Source passage:
┌────────

The western vestibule's original N-type escalators were replaced in 1990 by the ET-5M series (also 9.2 metres/30 ft high). The vestibule's original entrance was built into the ground floor of Hotel Moskva, on the corner of Manezhnaya Square and Okhotny Ryad street. In 1959 the original structure was expanded with the first of many underground subway networks, and opened on 21 November. Dual descent entrances appeared on both corners of the Tverskaya Street, in front of the original entrance. The tunnel the continued along the facade of the Hotel Moskva, to offer entrance on both sides of the driveway between Manezhnaya Square and Revolution Square (closed to traffic only in 1990s). The final addition came in 1997 when a new underground mall was opened under the Manezhnaya Square, a direct access was made possible from the 1959 network. When the original Hotel Moskva was closed for demolition in 2004, the original entrance on its northwest corner was also demolished. It is unknown whether there are plans to restore it in the new building.

└────────

Recorded information:
┌────────

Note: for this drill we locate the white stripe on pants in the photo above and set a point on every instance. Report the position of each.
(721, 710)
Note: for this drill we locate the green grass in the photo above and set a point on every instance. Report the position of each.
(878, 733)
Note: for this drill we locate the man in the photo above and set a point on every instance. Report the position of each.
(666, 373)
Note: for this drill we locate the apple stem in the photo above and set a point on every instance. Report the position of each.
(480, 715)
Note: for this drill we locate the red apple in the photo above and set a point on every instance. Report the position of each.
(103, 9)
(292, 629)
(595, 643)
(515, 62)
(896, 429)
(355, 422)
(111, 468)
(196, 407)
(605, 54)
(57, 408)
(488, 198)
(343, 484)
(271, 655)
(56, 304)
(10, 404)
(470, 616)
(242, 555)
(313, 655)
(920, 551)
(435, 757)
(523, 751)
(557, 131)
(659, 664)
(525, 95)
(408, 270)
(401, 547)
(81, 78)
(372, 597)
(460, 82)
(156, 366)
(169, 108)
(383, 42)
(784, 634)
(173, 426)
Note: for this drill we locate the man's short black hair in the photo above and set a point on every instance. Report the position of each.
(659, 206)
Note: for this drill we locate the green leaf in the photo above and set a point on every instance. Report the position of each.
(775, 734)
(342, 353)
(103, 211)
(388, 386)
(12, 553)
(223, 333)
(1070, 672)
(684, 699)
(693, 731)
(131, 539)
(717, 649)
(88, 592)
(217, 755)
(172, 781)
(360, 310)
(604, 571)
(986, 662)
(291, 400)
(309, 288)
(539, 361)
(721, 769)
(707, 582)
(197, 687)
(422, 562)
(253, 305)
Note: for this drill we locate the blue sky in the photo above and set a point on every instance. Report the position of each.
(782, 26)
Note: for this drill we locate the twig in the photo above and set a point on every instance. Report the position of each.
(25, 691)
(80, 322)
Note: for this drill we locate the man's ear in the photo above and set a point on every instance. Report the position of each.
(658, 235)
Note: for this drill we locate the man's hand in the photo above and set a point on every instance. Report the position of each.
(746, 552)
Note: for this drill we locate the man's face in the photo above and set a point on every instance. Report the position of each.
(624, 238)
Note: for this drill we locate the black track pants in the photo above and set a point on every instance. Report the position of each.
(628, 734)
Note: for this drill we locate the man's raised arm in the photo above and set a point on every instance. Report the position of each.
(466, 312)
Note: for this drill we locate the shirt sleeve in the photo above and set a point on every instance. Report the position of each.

└────────

Questions:
• A. List every street or square named in the passage about the western vestibule.
• B. Go on with the passage about the western vestibule, starting after its last sentence.

List of answers:
• A. Manezhnaya Square, Okhotny Ryad street, Tverskaya Street, Revolution Square

• B.
==Transfers==
Okhotny Ryad station is connected to Teatralnaya station of the Zamoskvoretskaya Line. Originally, when opened in 1938, transfer was only possible via the eastern vestibule. A direct transfer was under construction, but did not open until 30 December 1944. It features a long inclined tunnel that descends towards Teatranalaya. As the system grew, the original arrangement proved inadequate to handle the large passenger load and on 7 November 1974 a second transfer tunnel was opened.

Access to both transfer routes is done via escalators in the centre of the platform. The original two tandem N-type escalator pairs were replaced in 2001 by ET-5M series (8.3 metres high). In the mezzanine under the platform the northwards direction carries passenger to Teatralnaya, whilst the southern direction brings them from the station via the older 1940s transfer. Thus the escalators are also one way, with the western on descent and vice versa.

There is no direct transfer to Ploshchad Revolyutsii station of the Arbatsko-Pokrovskaya Line, which must be reached via Teatralnaya station.